(Dataset entries)
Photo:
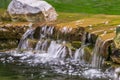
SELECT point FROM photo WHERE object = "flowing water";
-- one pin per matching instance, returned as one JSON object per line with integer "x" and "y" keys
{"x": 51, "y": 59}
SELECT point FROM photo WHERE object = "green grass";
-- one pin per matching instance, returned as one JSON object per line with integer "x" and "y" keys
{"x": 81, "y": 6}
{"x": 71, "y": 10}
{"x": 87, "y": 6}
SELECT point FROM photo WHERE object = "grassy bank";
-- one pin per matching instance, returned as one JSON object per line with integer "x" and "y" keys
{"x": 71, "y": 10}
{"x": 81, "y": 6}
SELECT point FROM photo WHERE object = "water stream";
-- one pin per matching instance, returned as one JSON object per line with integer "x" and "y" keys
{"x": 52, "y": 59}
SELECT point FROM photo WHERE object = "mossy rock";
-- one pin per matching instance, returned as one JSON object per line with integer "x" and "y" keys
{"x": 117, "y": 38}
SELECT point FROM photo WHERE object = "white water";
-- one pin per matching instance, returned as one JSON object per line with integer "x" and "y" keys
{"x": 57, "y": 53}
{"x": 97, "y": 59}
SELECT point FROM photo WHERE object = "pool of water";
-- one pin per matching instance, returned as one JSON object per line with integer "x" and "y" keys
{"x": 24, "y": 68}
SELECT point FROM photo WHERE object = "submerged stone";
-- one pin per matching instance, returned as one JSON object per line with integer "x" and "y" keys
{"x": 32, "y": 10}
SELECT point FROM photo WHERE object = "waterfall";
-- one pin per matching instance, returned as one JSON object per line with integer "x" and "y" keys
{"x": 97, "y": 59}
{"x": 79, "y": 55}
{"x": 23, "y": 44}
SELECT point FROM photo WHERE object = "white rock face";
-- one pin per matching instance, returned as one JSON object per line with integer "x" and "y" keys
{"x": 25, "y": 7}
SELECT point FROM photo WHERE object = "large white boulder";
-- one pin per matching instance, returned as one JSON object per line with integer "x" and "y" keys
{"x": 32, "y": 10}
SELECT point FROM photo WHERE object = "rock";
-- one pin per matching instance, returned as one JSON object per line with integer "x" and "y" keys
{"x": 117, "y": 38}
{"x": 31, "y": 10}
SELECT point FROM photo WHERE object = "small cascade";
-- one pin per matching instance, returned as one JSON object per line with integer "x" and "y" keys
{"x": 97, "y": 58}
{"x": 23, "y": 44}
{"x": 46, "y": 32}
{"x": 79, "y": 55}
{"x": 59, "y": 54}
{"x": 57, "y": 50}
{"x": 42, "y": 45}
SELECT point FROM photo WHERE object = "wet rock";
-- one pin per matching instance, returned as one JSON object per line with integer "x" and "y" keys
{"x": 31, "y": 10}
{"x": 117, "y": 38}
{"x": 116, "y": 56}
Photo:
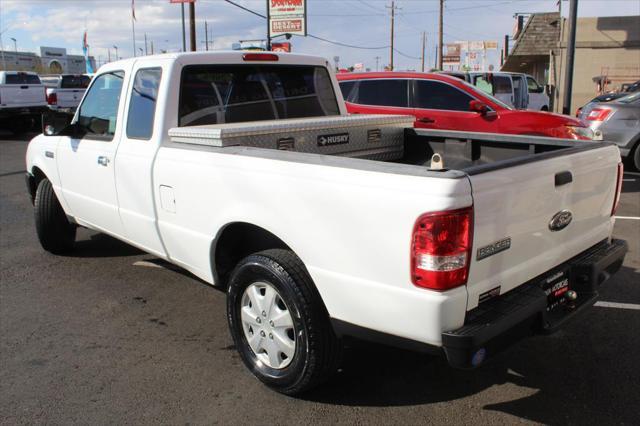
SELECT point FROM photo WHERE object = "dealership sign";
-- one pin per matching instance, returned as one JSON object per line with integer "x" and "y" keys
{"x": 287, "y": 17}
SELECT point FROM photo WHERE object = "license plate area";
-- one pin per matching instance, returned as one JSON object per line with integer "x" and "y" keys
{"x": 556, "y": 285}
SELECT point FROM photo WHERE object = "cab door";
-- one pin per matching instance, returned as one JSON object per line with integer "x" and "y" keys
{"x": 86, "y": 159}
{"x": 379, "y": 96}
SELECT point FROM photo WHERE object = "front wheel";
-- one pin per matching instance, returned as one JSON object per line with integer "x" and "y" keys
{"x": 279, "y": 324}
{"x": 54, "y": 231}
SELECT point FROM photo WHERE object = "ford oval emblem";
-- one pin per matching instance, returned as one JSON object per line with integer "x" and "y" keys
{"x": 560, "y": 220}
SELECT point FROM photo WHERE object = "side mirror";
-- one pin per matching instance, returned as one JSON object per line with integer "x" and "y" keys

◆ WORK REQUEST
Transcribe the entries above verbatim, excluding any image.

◆ EXERCISE RESPONSE
Photo:
SELECT point FROM photo WHERE object = "flowing water";
-- one pin per matching instance, returned as one JSON object per line with integer "x" and "y" keys
{"x": 51, "y": 59}
SELECT point FROM photo WHERE object = "green grass";
-- one pin per matching instance, returned as one JSON object per line with integer "x" and "y" keys
{"x": 81, "y": 6}
{"x": 71, "y": 10}
{"x": 87, "y": 6}
SELECT point FROM photo WHERE object = "grassy bank";
-- one pin per matching instance, returned as one JSON object per line with integer "x" and "y" keys
{"x": 71, "y": 10}
{"x": 81, "y": 6}
SELECT point FROM photo WHERE object = "water stream";
-- one pin per matching instance, returned as one JSON object per line with integer "x" and "y" keys
{"x": 52, "y": 59}
SELECT point FROM photo WHERE object = "mossy rock";
-- one pin per matching instance, returned as one JSON object per line with integer "x" and "y" keys
{"x": 117, "y": 38}
SELECT point FROM photo WHERE object = "white water";
-- one pin per matching instance, returned as one JSON object per line with integer "x" and "y" keys
{"x": 57, "y": 53}
{"x": 97, "y": 59}
SELECT point FROM photo WHERE object = "pool of water";
-- one pin per matching instance, returned as one JSON object per line with integer "x" and "y" keys
{"x": 24, "y": 68}
SELECT point FROM photo WHERE object = "submerged stone";
-- one pin per matching instance, returned as one JSON object per line with integer "x" and "y" keys
{"x": 32, "y": 10}
SELECT point FROM photo WHERE object = "waterfall";
-- one pin per matching instance, returned as one JSON object per line with integer "x" and "y" keys
{"x": 97, "y": 59}
{"x": 79, "y": 55}
{"x": 23, "y": 44}
SELECT point FROM photo WHERE object = "white rock face";
-- one pin per matching instance, returned as one JSON object per line with integer "x" and "y" keys
{"x": 25, "y": 7}
SELECT point FROM photo WHERE object = "large white boulder";
-- one pin per matching instance, returned as one JSON object per line with integer "x" and "y" keys
{"x": 32, "y": 10}
SELECT point FROM photo WHERE object = "rock";
-- one pin per matching instance, returned as one JSON object per line with integer "x" and "y" keys
{"x": 117, "y": 38}
{"x": 31, "y": 10}
SELECT point FROM photo WHERE object = "small cascade";
-- one pin per matching instance, returned as one JSON object per line with integer "x" and "y" keys
{"x": 97, "y": 58}
{"x": 23, "y": 44}
{"x": 46, "y": 32}
{"x": 79, "y": 55}
{"x": 59, "y": 54}
{"x": 57, "y": 50}
{"x": 42, "y": 45}
SELECT point FROM photo WHERE object = "wet rock";
-- one pin per matching instance, returned as one JSON object per line with integer "x" and "y" keys
{"x": 31, "y": 10}
{"x": 117, "y": 38}
{"x": 116, "y": 56}
Photo:
SELECT point FROM photo WHERE object = "dealership sign";
-- one pin per matching instance, returned as one JSON object per line with integer "x" and "y" keys
{"x": 287, "y": 17}
SELECT point FROM photo WHERE object = "license plate area";
-- one pin per matching instance, returned as one JSON object per line with integer "x" and "y" keys
{"x": 556, "y": 285}
SELECT point FROM photo WHERE object = "cab door";
-- one pin per matching instance, returned as one JSON object per line with integer "x" and "y" keys
{"x": 86, "y": 159}
{"x": 379, "y": 96}
SELECT point FROM photo WHERE object = "front wheel";
-- one pin per matching instance, returned as one JSON object per line with integer "x" and "y" keys
{"x": 279, "y": 324}
{"x": 54, "y": 231}
SELECT point FROM photo WHERE object = "ford oval emblem";
-- one pin per matching instance, returned as one JSON object per line with integer "x" and "y" keys
{"x": 560, "y": 220}
SELECT point FROM photo WHERE object = "side mirror";
-- one pin per matching instance, returned as one JSON object per line with integer "x" and "y" keys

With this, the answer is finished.